[[ PAGE TEXT open ]]

Erdoğan’s confirmation led to condemnation from both the US State Department and the Pentagon.
Last week, US Assistant Secretary of State for Political-Military Affairs R. Clarke Cooper told journalists the chance of sanctions was “very real.”
“And, of course, with the testing… sanctions are very much something that is on the table,” he stated, according to the AFP news agency.
There are members of Congress who would have liked to impose sanctions on Turkey when it first acquired the S-400 systems last year. The sanctions could have been levied under legislation known as the Countering America’s Adversaries Through Sanctions Act (CAATSA), but President Donald Trump did not support them.
Trump has spoken of a good personal relationship with Erdoğan and has financial interests in Turkey, with a Trump Tower in Istanbul. While some analysts believe Biden might refrain from imposing sanctions in an effort to seek closer ties with Ankara so as to counter Russian influence, his harsh words against Erdoğan suggest otherwise.
In a taped New York Times interview, he stated that he would support Turkey’s democratic opposition to defeat Erdoğan and cited the country’s purchase of Russian weapons.
“He has to pay a price. He has to pay a price for whether or not we are going to continue to sell certain weapons to him,” Biden said, adding that Turkey was flying US-built fighter jets through the skies covered by the new system to see how well it works.
Cooper stressed that Turkey should not integrate the S-400s into its military system.
Washington is concerned that if Ankara uses it alongside US-made weapons, it could allow the Kremlin access to American military secrets.
As a result of the purchase, the US removed Turkey from the F-35 fighter jet program amid fears Moscow could figure out its stealth technology, and thus gain the ability to shoot down the aircraft.
Selcuki, a pollster, said he did not think Ankara was testing the S-400s to distract domestic attention from other issues, such as the ailing economy, because it did not garner a lot of attention amid a busy news cycle.
“There must be a reason; I just don’t know it. I can’t read what it is,” he said.
Turkey’s reliance on the US heightens the risks for the Anatolian nation if a falling out occurs. It has many rivals and few allies in the region.
With increasing aggression and a military presence in Syria, Iraq and Libya, Ankara has strained relations even with those that are officially considered allies, such as fellow NATO member states.
Its location bordering Syria, Iran and Iraq provides Turkey both leverage and vulnerability in its international relations.
Ankara was an important ally to the US, which used a Turkish air base in the country’s southeast to strike Islamic State. At the same time, Ankara has to compete for influence in Syria with Russia, a stronger power that has kept Turkey’s foe, Syrian President Bashar al-Assad, in power.
NATO membership provides Ankara with weight to counter the Kremlin and deter it from attacking Turkey on its own soil.

[[ PAGE TEXT closed ]]
[[ EXTRACTED MATERIAL open ]]

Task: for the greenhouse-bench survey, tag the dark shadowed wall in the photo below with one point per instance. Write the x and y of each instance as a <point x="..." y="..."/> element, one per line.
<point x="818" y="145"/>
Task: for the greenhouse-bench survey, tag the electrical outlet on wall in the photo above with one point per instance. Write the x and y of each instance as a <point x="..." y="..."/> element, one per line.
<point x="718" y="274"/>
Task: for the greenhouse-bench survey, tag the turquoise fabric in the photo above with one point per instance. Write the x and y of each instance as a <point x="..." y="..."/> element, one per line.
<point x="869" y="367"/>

[[ EXTRACTED MATERIAL closed ]]

TASK GOAL:
Print the stretch of the article on Turkey's S-400 purchase from "Selcuki, a pollster, said" through "busy news cycle.", word for word.

WRITTEN ANSWER:
Selcuki, a pollster, said he did not think Ankara was testing the S-400s to distract domestic attention from other issues, such as the ailing economy, because it did not garner a lot of attention amid a busy news cycle.